> Source extract:

# # # #

1. EREV ROSH HASHANA
The day before Rosh HaShanah is marked by several distinct observances.
[1.1]It is a prevalent practice to fast until chatzos (midday at about 1:00 pm Edt) to recall the awesome character of Rosh HaShana as a Yom haDin, the Day of Judgement.
[1.2]S'lichos are exceedingly lengthy, taking on the average at least 90 minutes to complete. This S'lichos service, known as Z'chor Bris, (Remember the covenant) has as its central theme the Akaydah, the binding of Isaac, and the covenantal relationship was formed between G-d and Abraham as the finale to that tribulation in the lives of our finding fathers.
[1.3]Hattarat N'darim (annulment of vows) is usually performed after Shacharis or, if circumstances do not permit, during the days between Rosh haShanah and Yom Kippur. Hatarat N'darim need not be left until Erev Rosh haShana and may be done throughout Elul.
Resolutions, promises made to one self, verbal decisions involving a definite course of action are considered to be serious matters according to the Torah, as is written: "Whatever you may say, observe and do..." (D'varim 23:24). A mere utterance has the weight of a vow unless it is qualified by a definitive disclaimer, b'li neder, which would demonstrate by some repeated action three or more times has the binding effect of an oath or vow.
Realizing that resolutions made to one's self can often be neglected, Halacha allowed for an elaborate system of hattarah, annulment or absolution. The procedure rests upon the view that any resolution not carried out could not have truly been a serious one when originally made.
Accordingly, "the procedure of annulment is performed in front of three men sitting as a Beis Din (rabbinic court), and, standing before them, a person recites the formula printed in most Siddurim. The Beis Din replies three times: "These vows are annulled, you are pardoned, you are absolved..." Surely, this procedure was never intended to be effective with vows and resolutions a person makes between oneself and other people." (Siddur Derech HaChayim)
Specific resolutions or vows in need of annulment and of which a person is aware, must be clearly stated and specified. Rabbinic guidance should be sought in such cases.
One may say Hattarat N'darim in any language he/she understands. English translations and, where necessary abridged forms of the text are now readily available in print.
[1.4] Immersion in the mikveh on Erev Rosh haShanah could best be appreciated after considering Rambam's (Maimonides) description of the relationship between mikveh and the process of t'shuvah (repentance).
"Now, tum'ah (uncleanness in a spiritual sense) is not mud or filth which water can remove, but is a matter of the Torah's decree and dependant upon the intention of one's heart. Therefore our sages have said: If a person immerses without special intention, it is as if though nothing at all was done.

# # # #

(Region outline entries)
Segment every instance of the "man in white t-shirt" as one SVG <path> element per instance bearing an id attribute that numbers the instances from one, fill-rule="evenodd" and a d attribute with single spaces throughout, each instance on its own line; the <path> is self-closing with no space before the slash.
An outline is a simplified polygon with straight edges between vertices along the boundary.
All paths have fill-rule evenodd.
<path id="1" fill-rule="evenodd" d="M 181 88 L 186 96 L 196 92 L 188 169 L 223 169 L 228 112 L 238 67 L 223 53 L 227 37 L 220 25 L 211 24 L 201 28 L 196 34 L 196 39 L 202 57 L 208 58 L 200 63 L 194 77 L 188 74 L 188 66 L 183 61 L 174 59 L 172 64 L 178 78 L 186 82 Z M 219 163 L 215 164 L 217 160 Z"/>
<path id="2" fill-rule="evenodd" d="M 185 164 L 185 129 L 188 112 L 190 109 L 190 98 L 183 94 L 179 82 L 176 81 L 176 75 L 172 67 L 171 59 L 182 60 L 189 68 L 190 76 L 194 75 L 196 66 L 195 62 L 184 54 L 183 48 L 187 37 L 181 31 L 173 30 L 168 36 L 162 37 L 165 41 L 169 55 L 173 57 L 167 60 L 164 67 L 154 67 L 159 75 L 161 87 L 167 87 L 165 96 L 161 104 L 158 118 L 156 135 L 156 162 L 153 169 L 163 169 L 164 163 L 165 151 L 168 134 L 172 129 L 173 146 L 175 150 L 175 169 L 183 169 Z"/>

# # # #

> Short task: Rewrite the passage of the Erev Rosh Hashana text that begins at the words "Resolutions, promises made" and ends after "oath or vow.", changing "utterance" to "statement".

> Full response:
Resolutions, promises made to one self, verbal decisions involving a definite course of action are considered to be serious matters according to the Torah, as is written: "Whatever you may say, observe and do..." (D'varim 23:24). A mere statement has the weight of a vow unless it is qualified by a definitive disclaimer, b'li neder, which would demonstrate by some repeated action three or more times has the binding effect of an oath or vow.